EXERCISE:
Change "single pin" to "single marker" throughout the data, starting with the line that contains "In the photo below, each instance of the gold" and going on through the end, with everything else unchanged. Give back only those lines, and leave the pictures out.

DATA EXTRACT:
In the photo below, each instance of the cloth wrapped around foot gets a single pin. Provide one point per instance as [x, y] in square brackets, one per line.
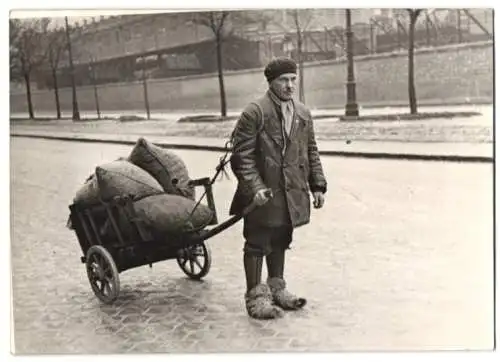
[282, 297]
[259, 303]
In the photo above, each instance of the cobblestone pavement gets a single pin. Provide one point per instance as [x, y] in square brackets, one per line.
[400, 258]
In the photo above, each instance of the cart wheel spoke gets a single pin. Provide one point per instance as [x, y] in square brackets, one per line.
[103, 274]
[198, 263]
[101, 288]
[107, 288]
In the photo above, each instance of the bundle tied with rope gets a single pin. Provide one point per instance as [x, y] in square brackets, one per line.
[158, 183]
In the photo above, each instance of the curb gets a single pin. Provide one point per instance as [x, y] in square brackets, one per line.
[372, 155]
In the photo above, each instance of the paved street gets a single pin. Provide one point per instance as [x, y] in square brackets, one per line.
[400, 258]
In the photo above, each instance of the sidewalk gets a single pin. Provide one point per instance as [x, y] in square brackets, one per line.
[430, 151]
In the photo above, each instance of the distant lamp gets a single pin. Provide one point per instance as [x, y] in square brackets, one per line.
[288, 46]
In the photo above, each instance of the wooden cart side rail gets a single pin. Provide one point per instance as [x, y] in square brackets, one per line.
[206, 182]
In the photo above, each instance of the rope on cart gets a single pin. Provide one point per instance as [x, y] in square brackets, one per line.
[219, 169]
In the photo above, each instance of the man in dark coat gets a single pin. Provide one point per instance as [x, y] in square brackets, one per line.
[274, 148]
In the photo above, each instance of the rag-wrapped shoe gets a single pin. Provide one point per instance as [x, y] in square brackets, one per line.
[259, 303]
[282, 297]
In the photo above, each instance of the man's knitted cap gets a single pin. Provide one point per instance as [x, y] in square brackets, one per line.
[279, 66]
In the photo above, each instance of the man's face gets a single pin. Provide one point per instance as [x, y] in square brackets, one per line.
[284, 86]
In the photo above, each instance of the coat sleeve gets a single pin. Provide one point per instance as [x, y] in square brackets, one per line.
[317, 180]
[243, 159]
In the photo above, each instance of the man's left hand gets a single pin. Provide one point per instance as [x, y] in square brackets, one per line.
[319, 200]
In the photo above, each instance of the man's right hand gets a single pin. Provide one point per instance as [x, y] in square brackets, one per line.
[261, 197]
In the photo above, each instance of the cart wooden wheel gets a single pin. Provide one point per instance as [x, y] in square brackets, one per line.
[195, 261]
[102, 274]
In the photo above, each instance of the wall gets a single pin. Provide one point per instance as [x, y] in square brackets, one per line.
[453, 73]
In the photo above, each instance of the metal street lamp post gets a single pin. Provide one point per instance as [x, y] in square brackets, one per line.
[76, 113]
[92, 76]
[351, 107]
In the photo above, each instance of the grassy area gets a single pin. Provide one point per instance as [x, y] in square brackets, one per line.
[458, 127]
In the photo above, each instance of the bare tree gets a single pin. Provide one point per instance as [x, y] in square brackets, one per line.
[301, 19]
[27, 51]
[223, 25]
[413, 14]
[57, 45]
[217, 21]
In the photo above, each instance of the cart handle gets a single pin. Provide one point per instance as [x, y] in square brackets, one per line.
[229, 222]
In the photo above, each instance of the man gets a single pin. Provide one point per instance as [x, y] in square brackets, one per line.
[274, 148]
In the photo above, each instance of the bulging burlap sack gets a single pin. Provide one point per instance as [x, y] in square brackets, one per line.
[88, 194]
[173, 214]
[122, 178]
[165, 166]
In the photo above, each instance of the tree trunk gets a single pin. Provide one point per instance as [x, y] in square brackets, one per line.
[411, 76]
[56, 93]
[28, 95]
[223, 107]
[302, 97]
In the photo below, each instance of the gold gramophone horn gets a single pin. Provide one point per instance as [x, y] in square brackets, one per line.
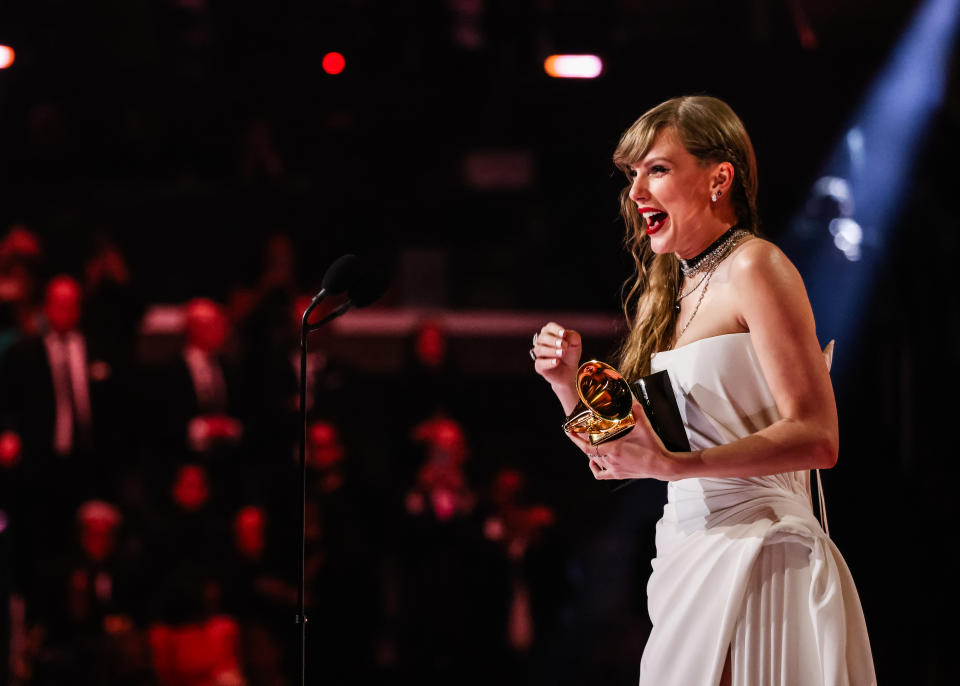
[605, 408]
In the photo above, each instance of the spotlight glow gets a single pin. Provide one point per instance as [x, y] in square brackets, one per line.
[573, 66]
[334, 63]
[859, 197]
[6, 56]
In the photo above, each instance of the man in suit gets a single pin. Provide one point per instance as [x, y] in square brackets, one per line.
[56, 400]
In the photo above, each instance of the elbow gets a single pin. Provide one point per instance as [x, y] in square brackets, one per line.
[825, 451]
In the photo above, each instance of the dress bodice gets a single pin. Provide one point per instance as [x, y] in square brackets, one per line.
[723, 396]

IN RESPONSE:
In the photo below, each instance of the gold gramophone horn gets a single marker. Provide one point per instance as [x, y] in square brackets, one per line.
[605, 408]
In the photo above, each instance of the spotlight glow gets a single marker. Provide one point per instance as [x, y] in square brackets, one per line.
[573, 66]
[334, 63]
[859, 197]
[6, 56]
In the photo above, each instance of the man in suit gets a single marker. Provide one point per instance as [x, y] in square brackets, one per line.
[56, 400]
In the photo above, each instance of the elbow gets a single marker. Provide one point per instance as [x, y] in square brackets, one per line.
[825, 451]
In the photo above, each instance of the dress bodice gets a single marker. Provide one point per instance as [x, y] in square brackets, one per line.
[723, 396]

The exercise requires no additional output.